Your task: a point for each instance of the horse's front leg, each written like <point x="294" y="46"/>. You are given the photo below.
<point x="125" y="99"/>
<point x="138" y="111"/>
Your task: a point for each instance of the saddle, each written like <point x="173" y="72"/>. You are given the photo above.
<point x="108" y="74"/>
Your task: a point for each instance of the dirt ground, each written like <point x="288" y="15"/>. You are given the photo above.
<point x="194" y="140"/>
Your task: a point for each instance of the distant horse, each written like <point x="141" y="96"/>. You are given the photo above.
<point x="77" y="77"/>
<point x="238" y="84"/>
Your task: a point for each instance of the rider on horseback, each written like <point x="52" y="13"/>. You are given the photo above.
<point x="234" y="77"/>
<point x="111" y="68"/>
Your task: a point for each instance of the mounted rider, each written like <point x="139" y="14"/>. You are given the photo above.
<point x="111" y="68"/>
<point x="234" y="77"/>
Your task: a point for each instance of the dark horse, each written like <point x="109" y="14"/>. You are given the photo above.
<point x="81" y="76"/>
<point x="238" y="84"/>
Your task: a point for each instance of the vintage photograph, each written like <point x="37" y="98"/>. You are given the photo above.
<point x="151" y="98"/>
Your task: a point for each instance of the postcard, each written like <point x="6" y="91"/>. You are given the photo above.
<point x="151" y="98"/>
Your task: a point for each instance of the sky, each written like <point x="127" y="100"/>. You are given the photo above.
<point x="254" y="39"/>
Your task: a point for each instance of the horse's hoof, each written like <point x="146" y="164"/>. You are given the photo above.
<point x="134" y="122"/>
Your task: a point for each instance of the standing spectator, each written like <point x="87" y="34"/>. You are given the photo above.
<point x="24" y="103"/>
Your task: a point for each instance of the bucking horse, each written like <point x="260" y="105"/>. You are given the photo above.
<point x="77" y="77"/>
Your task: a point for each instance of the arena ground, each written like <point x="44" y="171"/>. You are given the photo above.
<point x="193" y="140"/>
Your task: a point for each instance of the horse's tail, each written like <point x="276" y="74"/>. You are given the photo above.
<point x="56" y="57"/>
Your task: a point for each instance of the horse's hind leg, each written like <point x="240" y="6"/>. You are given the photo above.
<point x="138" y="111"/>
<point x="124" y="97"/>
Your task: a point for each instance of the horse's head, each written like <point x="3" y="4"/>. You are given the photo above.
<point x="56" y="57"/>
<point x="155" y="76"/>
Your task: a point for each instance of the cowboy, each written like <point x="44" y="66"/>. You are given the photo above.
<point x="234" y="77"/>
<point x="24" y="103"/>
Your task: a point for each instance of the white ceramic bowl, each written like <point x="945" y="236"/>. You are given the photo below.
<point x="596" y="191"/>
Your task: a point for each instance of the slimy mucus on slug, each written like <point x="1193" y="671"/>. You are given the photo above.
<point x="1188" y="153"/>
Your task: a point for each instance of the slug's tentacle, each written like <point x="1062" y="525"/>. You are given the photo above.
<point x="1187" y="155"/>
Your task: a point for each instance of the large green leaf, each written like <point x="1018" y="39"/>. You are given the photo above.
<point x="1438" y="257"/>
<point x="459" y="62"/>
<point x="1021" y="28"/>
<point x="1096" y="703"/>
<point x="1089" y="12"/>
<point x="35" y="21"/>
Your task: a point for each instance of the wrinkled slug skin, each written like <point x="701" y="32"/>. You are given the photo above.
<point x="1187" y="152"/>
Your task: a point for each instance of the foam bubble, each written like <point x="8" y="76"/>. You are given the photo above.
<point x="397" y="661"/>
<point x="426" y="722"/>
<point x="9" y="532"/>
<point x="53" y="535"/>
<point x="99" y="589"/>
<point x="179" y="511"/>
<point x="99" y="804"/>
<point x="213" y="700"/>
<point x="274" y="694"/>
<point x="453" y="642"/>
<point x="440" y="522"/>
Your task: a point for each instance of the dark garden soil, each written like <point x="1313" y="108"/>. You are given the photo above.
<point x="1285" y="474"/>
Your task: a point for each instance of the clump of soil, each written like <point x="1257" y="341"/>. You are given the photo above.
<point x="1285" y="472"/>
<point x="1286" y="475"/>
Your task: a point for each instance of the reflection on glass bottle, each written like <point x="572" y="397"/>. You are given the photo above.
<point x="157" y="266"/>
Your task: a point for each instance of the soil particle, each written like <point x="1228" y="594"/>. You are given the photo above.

============================================================

Output only the lines running from the line with "Your task: a point for each instance of the dark garden" through the final line of the data, inclusive.

[Solution for this task]
Your task: a point for each instance of the dark garden soil, each written like <point x="1313" y="108"/>. You are given the photo above.
<point x="1285" y="474"/>
Your task: a point for each instance of the clump of soil, each written like <point x="1257" y="341"/>. You are given the photo above.
<point x="1285" y="472"/>
<point x="1286" y="475"/>
Your task: a point for each instance of the reflection on glass bottle, each written like <point x="572" y="397"/>. You are given the photo above.
<point x="157" y="266"/>
Your task: a point for each instance of the soil particle, each written like <point x="1228" y="594"/>. You are given the photo above.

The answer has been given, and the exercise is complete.